КОРОТКОЕ ЗАДАНИЕ 1
Какое условие поставил Де Лаурентис, когда согласился, чтобы финальным монтажом «Синего бархата» занимался Линч? Ответ найдите во фрагменте текста о Линче.
КОРОТКОЕ ЗАДАНИЕ 2
Назовите всех людей, которые изображены на снимках согласно подписям к фотографиям во фрагменте текста о Линче.

ФРАГМЕНТ ТЕКСТА
Дино Де Лаурентис никогда не терял веру в Линча, несмотря на неудачу с «Дюной», и после того, как все успокоилось, он спросил, чем бы он хотел заняться дальше. Линч ответил: «Синий бархат». В тот момент действие договора, по которому права на первоначальный вариант сценария к этому фильму принадлежали ему, прекратилось, и права вернулись в собственность студии «Уорнер Бразерс»; Де Лаурентис позвонил президенту студии и выкупил права обратно. Линч ясно дал понять, что если эта работа будет их совместной, то финальным монтажом займется именно он. Де Лаурентис согласился при условии, что гонорар Линча и бюджет картины будут урезаны вдвое. «Дэвиду очень нравился Дино, – сказала Фиск. – Потому что Дино дал ему шанс снять “Синий бархат”».





Линч и актриса Алисия Витт на съемках фильма «Дюна», 1983. Предоставлено Universal Studios Licensing LLC. Фотограф: Джордж Уайтер.





Кайл Маклахлен, Раффаелла Де Лаурентис и Линч в студии Churubusco, c. 1983. Фотограф: Мэри Фиск.





Линч на локации для фильма «Дюна», в 1983. «Мы были заперты в Эль-Пасо, и каждое утро мы проезжали через границу мимо сонного маленького городка Хуарес и уходили в дюны. Мы находились там довольно долго. Тогда Хуарес был таким мирным городком». Предоставлено Universal Studios Licensing LLC. Фотограф: Джордж Уайтер.





Я стал работать с Ниситой, потому что он нравился мне как человек. На самом деле он не похож на агента по типажу, а еще он работал с Сисси, и поэтому я ему доверял. Мне кажется, его секретарь напечатал для меня сценарий «Ронни Рокет» после того, как я закончил писать его от руки, так что я в каком-то смысле знал его задолго до того, как он стал моим агентом. Рик никогда не пытался подталкивать меня в каком-либо из направлений.

Примеры разметки точек
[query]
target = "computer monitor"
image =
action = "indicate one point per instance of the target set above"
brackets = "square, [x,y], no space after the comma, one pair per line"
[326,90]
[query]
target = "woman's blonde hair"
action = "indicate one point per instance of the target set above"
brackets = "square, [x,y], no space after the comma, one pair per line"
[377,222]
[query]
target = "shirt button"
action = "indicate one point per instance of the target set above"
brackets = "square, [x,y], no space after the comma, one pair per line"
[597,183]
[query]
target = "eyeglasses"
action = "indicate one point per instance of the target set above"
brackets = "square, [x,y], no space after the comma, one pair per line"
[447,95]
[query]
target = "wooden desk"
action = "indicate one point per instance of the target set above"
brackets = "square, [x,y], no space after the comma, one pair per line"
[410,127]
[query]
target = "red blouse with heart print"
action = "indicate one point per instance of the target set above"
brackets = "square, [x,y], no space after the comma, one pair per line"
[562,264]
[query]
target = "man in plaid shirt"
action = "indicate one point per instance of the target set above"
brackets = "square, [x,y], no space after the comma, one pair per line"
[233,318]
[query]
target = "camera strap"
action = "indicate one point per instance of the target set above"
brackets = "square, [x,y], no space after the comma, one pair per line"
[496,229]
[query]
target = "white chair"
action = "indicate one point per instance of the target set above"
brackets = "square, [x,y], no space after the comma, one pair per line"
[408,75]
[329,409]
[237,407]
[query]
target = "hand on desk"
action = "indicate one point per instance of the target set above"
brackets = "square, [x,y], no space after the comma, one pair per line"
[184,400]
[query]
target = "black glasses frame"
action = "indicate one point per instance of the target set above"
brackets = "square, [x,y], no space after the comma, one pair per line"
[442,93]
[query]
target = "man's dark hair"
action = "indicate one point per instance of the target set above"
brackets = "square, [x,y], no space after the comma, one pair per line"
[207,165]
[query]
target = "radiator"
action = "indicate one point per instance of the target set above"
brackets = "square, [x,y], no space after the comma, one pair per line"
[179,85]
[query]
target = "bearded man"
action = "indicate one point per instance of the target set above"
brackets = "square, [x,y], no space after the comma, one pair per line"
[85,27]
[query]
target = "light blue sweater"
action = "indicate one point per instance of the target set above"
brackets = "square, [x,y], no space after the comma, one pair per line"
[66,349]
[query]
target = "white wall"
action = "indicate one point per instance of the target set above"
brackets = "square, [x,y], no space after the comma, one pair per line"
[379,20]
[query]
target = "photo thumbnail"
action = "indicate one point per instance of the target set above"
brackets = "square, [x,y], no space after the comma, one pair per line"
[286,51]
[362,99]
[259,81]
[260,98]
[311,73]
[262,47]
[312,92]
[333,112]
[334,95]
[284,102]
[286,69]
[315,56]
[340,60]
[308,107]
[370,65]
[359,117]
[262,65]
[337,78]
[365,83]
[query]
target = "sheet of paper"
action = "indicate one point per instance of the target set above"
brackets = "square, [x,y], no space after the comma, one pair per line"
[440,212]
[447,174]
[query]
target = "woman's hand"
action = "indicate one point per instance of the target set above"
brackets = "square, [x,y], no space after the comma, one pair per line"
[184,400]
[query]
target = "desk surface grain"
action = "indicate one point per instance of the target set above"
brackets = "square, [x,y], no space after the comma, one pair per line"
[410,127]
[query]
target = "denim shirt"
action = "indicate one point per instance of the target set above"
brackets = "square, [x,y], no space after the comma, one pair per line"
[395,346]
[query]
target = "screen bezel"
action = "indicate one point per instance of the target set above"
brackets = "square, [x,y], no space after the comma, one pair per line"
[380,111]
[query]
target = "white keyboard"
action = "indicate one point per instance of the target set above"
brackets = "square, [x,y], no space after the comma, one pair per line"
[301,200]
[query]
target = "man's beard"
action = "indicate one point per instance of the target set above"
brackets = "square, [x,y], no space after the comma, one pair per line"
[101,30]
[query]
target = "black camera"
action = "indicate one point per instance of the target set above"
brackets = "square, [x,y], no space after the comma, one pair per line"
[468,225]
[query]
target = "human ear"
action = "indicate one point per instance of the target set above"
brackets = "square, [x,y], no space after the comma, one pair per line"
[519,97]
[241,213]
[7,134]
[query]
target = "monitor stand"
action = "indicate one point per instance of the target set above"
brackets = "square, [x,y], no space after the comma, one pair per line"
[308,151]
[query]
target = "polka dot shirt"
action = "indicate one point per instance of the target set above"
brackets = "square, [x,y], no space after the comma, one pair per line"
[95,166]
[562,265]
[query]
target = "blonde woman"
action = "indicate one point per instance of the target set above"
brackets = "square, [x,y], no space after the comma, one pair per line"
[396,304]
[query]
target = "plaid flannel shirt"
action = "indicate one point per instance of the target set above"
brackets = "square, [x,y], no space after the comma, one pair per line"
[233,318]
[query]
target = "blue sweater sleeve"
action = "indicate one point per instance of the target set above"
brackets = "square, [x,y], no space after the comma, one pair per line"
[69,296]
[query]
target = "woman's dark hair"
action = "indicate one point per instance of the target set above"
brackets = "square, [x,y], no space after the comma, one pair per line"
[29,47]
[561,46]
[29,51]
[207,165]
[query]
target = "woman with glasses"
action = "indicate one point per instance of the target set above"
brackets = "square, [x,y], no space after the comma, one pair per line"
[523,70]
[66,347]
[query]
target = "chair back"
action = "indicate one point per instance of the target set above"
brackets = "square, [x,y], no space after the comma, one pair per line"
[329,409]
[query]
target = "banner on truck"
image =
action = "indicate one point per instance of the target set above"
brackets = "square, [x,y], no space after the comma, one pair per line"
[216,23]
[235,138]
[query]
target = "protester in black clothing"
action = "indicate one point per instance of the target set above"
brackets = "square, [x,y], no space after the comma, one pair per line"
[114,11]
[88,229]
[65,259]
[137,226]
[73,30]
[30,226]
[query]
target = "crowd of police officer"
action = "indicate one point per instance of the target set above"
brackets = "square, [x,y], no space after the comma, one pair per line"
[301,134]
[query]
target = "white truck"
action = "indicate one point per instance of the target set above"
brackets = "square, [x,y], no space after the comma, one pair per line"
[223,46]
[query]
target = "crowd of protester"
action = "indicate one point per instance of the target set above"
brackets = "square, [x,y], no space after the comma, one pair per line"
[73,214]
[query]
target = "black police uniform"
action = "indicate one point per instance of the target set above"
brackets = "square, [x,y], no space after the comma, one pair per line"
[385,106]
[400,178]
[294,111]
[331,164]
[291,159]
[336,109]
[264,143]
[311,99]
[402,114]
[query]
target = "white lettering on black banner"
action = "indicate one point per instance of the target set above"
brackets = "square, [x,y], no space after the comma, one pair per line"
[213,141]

ОТВЕТ 1
Гонорар Линча и бюджет картины должны были быть урезаны вдвое.

ОТВЕТ 2
Линч, Алисия Витт, Кайл Маклахлен, Раффаелла Де Лаурентис.